Work to do:
a – Translate this sentence from the radio interview transcript into Spanish: "But not a lot of people are signing contracts to build new homes at the moment, they've either lost their job or lost hours or lost confidence."
b – Reproduce word for word the part of the radio interview transcript that begins at the words "E&OE TRANSCRIPT" and stops after "are you going?".
---------- Excerpt ----------
Australian Coat of Arms

Member for Blaxland

Shadow Minister for Regional Services, Territories and Local Government

Shadow Minister for Housing and Homelessness 

Radio interview with Tom Elliot - 3AW - Tuesday 12 May 2020

E&OE TRANSCRIPT
RADIO INTERVIEW

3AW DRIVE WITH TOM ELLIOT
TUESDAY, 12 MAY 2020

SUBJECTS: National Housing Stimulus Plan


TOM ELLIOT: Today the Federal Labor Leader Anthony Albanese has called for a thing called the National Housing Stimulus Plan and he says the idea of this is to build and repair social housing and affordable properties and to protect almost a million workers who are relying on the construction industry.  Now that confuses me, I don’t know if that plan is to build houses or whether it’s to create jobs, maybe both. But our next guest is the Shadow Minister for Housing and Homelessness, Jason Clare MP. Good afternoon.
 
JASON CLARE: G’day Tom how are you going?
 
ELLIOT: Good thank you. So, what exactly is the National Housing Stimulus Plan?
 
CLARE: The answer is both. It’s about jobs, it’s about keeping tradies working - there's a real risk that tradies are going to be out of work in the next few months, tradies that build homes - and to build more homes for people who really need it. If you look at look at the skyline of Melbourne you can see people still at construction sites. Go around to new housing estates you can see tradies on the tools. But not a lot of people are signing contracts to build new homes at the moment, they've either lost their job or lost hours or lost confidence. What that means according to the Master Builders Association is that in the next couple of months, you're not going to see a lot of concrete slabs being poured around the country. Instead of about 160,000 homes that they thought would be built this year, it’ll be about 100,000. If that happens a lot of the tradies who build our homes will be on the dole queue. What Albo said is, look let's develop a program here that's going to keep the tradies working and build homes for those who need it.
---------- Data excerpt ----------
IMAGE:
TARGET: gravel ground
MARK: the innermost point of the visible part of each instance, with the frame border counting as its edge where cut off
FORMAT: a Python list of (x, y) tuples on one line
----------
Complete answers:
a – Pero en este momento no mucha gente está firmando contratos para construir viviendas nuevas; han perdido el empleo, han perdido horas o han perdido la confianza.

b –
E&OE TRANSCRIPT
RADIO INTERVIEW

3AW DRIVE WITH TOM ELLIOT
TUESDAY, 12 MAY 2020

SUBJECTS: National Housing Stimulus Plan


TOM ELLIOT: Today the Federal Labor Leader Anthony Albanese has called for a thing called the National Housing Stimulus Plan and he says the idea of this is to build and repair social housing and affordable properties and to protect almost a million workers who are relying on the construction industry.  Now that confuses me, I don’t know if that plan is to build houses or whether it’s to create jobs, maybe both. But our next guest is the Shadow Minister for Housing and Homelessness, Jason Clare MP. Good afternoon.
 
JASON CLARE: G’day Tom how are you going?